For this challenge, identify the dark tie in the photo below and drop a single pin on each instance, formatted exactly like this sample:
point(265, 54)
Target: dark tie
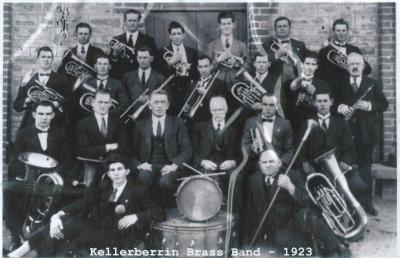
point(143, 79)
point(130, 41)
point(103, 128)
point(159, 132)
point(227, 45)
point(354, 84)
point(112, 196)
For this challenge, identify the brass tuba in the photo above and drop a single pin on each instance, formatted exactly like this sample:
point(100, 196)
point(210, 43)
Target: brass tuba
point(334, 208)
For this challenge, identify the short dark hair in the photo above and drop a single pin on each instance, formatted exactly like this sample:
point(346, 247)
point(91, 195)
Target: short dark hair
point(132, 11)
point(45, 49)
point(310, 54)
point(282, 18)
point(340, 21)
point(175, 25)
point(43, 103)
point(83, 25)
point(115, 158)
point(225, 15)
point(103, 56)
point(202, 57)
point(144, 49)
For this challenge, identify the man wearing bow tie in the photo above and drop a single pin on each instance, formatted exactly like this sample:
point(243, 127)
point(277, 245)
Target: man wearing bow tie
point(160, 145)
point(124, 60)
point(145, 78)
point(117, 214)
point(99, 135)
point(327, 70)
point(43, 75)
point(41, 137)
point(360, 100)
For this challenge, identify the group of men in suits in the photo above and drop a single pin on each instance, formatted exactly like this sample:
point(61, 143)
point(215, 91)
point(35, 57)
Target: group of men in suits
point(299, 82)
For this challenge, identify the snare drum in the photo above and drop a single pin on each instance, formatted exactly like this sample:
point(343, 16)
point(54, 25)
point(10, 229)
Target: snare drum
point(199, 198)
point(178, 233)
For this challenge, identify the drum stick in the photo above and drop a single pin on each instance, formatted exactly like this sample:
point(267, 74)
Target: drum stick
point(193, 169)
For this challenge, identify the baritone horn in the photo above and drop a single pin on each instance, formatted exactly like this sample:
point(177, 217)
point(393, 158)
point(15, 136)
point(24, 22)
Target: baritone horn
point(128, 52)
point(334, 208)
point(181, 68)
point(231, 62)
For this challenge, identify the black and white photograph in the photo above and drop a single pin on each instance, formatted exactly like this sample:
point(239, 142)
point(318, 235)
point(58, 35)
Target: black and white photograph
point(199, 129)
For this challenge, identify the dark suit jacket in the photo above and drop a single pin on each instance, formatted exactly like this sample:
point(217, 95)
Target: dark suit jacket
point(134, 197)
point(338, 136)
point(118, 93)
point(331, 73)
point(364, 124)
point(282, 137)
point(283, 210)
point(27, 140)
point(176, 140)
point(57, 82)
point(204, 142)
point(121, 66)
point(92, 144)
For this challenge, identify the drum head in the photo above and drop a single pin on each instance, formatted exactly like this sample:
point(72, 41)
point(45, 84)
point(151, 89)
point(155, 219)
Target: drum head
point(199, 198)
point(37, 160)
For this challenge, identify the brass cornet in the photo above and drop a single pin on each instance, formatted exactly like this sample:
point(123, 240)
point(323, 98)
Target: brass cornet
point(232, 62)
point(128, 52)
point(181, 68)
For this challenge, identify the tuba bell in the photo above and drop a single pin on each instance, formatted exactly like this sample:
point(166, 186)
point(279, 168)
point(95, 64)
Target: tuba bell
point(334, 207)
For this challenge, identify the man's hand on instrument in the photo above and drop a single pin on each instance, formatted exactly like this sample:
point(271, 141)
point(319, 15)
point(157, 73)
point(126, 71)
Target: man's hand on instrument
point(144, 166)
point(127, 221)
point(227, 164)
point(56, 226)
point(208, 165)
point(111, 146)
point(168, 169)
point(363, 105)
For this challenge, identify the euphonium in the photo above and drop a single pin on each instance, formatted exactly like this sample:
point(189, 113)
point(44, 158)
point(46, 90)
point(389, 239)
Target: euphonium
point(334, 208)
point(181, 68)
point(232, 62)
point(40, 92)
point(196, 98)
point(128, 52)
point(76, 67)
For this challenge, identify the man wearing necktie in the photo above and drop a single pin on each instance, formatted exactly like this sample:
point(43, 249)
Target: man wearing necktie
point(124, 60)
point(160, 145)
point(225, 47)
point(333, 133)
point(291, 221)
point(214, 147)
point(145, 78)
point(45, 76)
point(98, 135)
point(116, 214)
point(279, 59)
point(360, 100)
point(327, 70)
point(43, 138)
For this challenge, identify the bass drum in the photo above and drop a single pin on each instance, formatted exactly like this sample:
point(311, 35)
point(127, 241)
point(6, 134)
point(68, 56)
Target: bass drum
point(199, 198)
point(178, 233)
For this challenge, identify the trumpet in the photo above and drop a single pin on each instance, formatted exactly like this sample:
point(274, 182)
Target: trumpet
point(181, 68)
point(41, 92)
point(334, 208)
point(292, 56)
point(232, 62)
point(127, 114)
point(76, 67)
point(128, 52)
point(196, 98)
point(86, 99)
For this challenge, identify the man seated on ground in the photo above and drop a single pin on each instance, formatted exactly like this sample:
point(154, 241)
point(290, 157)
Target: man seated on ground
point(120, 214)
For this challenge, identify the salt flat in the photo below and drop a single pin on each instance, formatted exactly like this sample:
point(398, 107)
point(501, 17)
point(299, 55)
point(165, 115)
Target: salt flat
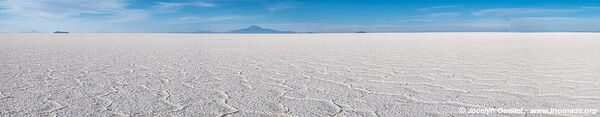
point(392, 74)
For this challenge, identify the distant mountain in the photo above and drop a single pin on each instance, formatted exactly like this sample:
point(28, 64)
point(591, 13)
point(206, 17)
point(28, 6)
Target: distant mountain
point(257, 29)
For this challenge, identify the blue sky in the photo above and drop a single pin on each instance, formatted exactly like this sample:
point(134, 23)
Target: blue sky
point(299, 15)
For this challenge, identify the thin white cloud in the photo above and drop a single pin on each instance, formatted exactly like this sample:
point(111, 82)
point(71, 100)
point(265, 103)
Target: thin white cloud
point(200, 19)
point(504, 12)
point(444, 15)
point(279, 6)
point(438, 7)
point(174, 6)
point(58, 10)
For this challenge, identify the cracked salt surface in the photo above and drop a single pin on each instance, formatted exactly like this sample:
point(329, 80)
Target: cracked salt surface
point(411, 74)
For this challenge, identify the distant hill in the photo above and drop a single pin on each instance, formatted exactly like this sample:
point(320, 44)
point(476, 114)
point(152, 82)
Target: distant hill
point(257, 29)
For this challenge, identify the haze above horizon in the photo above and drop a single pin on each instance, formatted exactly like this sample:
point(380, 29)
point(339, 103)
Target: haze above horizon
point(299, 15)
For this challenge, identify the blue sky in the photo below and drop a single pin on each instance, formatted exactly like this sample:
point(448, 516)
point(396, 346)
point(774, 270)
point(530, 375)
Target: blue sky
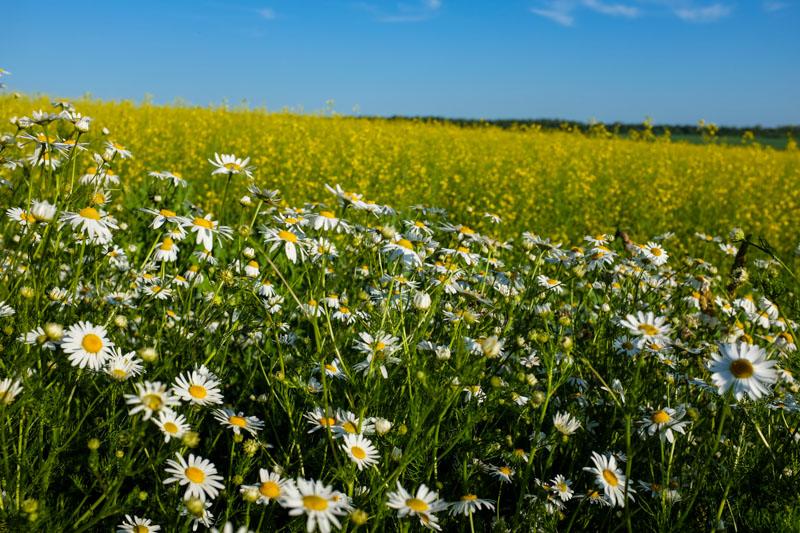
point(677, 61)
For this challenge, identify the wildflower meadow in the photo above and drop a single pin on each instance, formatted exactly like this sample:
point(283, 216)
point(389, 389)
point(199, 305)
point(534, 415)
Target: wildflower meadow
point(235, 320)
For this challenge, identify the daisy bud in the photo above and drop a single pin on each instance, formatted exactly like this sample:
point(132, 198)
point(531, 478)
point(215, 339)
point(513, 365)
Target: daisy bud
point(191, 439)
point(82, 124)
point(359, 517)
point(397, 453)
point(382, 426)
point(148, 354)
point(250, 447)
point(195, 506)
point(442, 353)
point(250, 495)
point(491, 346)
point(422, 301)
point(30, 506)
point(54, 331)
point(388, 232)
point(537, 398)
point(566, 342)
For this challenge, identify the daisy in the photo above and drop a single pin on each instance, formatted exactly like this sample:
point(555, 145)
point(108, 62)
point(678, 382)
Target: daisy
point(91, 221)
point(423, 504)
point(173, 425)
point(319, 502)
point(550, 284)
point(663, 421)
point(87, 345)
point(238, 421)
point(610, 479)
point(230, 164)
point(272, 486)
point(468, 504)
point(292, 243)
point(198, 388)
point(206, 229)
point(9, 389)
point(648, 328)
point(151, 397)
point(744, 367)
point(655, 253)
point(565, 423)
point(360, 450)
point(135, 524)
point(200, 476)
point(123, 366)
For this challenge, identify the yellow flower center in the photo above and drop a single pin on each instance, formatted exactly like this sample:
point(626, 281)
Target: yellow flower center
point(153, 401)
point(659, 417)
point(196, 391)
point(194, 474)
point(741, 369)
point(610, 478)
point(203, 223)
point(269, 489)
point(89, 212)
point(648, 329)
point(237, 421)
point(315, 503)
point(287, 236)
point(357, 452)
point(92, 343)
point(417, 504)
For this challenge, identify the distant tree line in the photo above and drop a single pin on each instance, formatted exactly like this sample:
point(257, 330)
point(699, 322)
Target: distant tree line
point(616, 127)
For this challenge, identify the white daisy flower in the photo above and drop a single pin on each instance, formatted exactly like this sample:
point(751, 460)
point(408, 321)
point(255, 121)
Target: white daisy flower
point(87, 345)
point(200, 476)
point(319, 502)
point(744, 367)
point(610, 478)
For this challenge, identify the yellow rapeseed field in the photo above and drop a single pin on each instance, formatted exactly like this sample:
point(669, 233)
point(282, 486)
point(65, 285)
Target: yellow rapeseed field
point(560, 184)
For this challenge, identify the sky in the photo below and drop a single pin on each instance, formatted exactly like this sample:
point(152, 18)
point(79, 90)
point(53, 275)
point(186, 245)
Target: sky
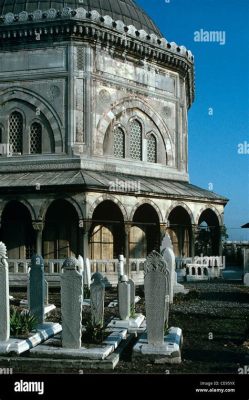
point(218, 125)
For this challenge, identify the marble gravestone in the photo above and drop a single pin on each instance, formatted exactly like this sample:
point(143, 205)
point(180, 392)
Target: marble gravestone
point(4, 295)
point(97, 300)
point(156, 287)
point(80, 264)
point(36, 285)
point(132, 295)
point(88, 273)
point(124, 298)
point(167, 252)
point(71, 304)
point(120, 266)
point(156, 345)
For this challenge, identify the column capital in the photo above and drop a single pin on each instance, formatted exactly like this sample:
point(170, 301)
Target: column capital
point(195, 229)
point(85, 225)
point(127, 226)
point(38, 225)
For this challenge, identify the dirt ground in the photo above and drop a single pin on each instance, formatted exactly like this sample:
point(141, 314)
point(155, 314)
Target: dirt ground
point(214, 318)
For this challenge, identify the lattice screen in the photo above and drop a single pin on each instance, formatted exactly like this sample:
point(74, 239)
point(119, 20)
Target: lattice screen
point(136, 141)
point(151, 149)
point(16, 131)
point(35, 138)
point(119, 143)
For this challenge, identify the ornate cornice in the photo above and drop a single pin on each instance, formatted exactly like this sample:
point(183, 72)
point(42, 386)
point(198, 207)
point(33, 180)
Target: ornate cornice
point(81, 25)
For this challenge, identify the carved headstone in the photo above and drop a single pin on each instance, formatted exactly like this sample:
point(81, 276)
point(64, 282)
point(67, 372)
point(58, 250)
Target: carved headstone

==*==

Reproduce verbatim the lines of the listing between the line containing "For this challenge, identify the snare" and the line containing "point(193, 169)", inclusive.

● Exercise result
For this challenge, identify the snare drum in the photo above and drop a single pin on each instance, formatted exactly like this sample:
point(343, 16)
point(54, 25)
point(10, 229)
Target: snare drum
point(199, 198)
point(178, 233)
For this challenge, identify the drum stick in the photo above and drop a single pin on each instance, formatted exactly like this sample:
point(267, 74)
Target: drum stick
point(193, 169)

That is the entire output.